## Extrait étudié
Plus agressif comme méthode encore, certains insectes sont vecteurs de pathogènes pour la plante. Ainsi ils peuvent l’inoculer de microbes l'affaiblissant et mobilisant les nutriments. Chez les pucerons, on remarque que ceux qui sont vecteurs de phytovirus ont un temps de développement plus court, une meilleure fécondité et un taux de croissance intrinsèque supérieur chez les hôtes infectés du virus comparés aux hôtes sains[16].
Au même titre que les mammifères, il est impossible aux insectes herbivores de digérer eux-mêmes la cellulose des végétaux et requiert donc une symbiose avec des bactéries, champignons ou protozoaires capables de faire cette digestion[17].
Chez les poissons
Les poissons mangeant des macrophytes, bien que moins communs, ont pour leur part un intestin plus long leur permettant de bien digérer les carbohydrates des végétaux. Ce genre de poissons se retrouve majoritairement dans les récifs coralliens et dans les eaux des tropiques.
Chez les mammifères
Chez les mammifères, deux groupes peuvent être identifiés : les brouteurs et les rongeurs. Ces mammifères ont des canines absentes ou de petites tailles alors que leurs molaires sont très développées. Pour arriver à métaboliser la cellulose, ces animaux possèdent des bactéries ou des protozoaires dans des chambres situées dans leur intestin[2].
Le système digestif des herbivores, ainsi que leur flore intestinale et digestive diffèrent souvent fortement de ceux des carnivores. Par exemple, on distingue chez les mammifères, deux grands groupes d'herbivores :
- les herbivores monogastriques, c'est-à-dire dont l'estomac n'est constitué que d'une seule poche, dans laquelle a lieu une digestion (chimique et enzymatique). C'est le cas notamment des équidés, des rongeurs et des porcins (omnivores).

## Travail à faire
a) Résumez en trois phrases l'extrait sur la digestion des herbivores.
b) Répondez aux questions suivantes sur l'extrait consacré à la digestion des herbivores.
(i) Dans quels milieux se retrouvent majoritairement les poissons mangeant des macrophytes ?
(ii) Comment sont les canines des brouteurs et des rongeurs ?
(iii) De combien de poches l'estomac des herbivores monogastriques est-il constitué ?

(Données d'ancrage d'objets en langage naturel)
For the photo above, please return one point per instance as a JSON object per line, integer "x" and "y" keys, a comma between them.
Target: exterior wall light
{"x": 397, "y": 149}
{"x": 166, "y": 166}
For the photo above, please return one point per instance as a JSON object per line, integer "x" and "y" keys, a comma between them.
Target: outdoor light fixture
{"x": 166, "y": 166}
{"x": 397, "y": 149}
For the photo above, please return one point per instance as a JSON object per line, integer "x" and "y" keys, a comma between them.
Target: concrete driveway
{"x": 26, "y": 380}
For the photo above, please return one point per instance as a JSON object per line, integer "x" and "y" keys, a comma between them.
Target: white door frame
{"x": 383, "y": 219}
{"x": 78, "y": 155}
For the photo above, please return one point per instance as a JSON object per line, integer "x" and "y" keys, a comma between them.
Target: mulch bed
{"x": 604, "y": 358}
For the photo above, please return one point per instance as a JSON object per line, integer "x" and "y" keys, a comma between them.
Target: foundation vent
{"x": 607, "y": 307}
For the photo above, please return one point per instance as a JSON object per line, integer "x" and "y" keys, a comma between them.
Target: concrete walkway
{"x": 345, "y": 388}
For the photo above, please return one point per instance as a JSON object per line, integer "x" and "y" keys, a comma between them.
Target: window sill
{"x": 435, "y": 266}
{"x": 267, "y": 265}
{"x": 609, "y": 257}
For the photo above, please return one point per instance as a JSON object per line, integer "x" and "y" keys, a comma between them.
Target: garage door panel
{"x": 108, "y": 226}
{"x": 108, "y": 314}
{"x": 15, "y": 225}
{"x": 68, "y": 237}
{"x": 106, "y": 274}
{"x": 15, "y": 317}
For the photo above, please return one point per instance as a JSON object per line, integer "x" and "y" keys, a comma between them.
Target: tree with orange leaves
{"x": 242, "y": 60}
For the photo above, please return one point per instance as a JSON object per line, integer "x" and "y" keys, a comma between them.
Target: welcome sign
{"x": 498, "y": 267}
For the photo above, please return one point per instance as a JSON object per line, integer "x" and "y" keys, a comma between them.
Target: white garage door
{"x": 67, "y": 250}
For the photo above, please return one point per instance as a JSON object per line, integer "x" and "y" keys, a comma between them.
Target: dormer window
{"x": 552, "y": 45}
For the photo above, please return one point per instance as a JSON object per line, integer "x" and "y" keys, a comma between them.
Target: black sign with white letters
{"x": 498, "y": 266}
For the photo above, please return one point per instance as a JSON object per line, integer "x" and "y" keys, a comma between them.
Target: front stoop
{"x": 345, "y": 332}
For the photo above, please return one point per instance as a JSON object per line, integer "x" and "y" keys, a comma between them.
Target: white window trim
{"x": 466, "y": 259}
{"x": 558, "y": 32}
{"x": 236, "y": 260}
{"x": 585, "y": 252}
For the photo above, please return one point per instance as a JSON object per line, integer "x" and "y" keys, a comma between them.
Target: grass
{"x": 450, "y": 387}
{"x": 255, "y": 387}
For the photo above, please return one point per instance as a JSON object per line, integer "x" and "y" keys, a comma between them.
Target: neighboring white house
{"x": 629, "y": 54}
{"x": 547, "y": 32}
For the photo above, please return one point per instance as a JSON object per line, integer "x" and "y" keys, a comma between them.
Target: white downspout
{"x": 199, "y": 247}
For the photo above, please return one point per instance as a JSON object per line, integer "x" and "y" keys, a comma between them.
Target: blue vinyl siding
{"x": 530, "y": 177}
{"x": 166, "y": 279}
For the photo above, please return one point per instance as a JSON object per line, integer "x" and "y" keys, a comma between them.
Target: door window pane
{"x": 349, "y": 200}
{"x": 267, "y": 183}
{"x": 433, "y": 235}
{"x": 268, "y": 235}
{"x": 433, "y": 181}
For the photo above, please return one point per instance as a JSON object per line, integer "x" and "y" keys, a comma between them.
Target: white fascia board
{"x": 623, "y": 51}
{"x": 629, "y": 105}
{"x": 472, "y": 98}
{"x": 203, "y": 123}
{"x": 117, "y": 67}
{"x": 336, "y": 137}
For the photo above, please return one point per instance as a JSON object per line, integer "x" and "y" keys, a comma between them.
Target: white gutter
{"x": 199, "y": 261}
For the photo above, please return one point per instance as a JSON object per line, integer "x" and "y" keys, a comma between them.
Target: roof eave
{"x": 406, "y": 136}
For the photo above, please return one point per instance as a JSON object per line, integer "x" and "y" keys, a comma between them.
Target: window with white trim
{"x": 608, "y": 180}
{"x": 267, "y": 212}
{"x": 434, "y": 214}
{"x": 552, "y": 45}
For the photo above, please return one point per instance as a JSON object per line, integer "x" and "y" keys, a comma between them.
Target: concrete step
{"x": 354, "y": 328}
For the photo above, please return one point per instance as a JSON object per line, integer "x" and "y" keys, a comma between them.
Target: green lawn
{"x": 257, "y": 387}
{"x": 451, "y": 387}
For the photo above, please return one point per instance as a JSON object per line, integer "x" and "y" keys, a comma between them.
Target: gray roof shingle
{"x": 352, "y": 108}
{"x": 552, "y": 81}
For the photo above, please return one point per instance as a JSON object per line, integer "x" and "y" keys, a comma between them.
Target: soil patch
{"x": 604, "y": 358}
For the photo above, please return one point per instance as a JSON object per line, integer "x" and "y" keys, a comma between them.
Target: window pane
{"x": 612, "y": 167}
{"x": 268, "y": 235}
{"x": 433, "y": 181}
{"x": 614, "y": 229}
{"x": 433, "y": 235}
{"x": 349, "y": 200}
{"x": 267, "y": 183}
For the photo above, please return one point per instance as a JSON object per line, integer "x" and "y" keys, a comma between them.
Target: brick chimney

## Corrigé
a) Comme les mammifères, les insectes herbivores ne peuvent pas digérer eux-mêmes la cellulose des végétaux. Ils dépendent donc d'une symbiose avec des bactéries, des champignons ou des protozoaires. Les poissons mangeant des macrophytes ont un intestin plus long pour bien digérer les carbohydrates des végétaux, tandis que les mammifères brouteurs et rongeurs, aux molaires très développées, métabolisent la cellulose grâce à des bactéries ou des protozoaires logés dans des chambres de leur intestin.

b)
(i) Dans les récifs coralliens et dans les eaux des tropiques.
(ii) Elles sont absentes ou de petite taille.
(iii) D'une seule poche.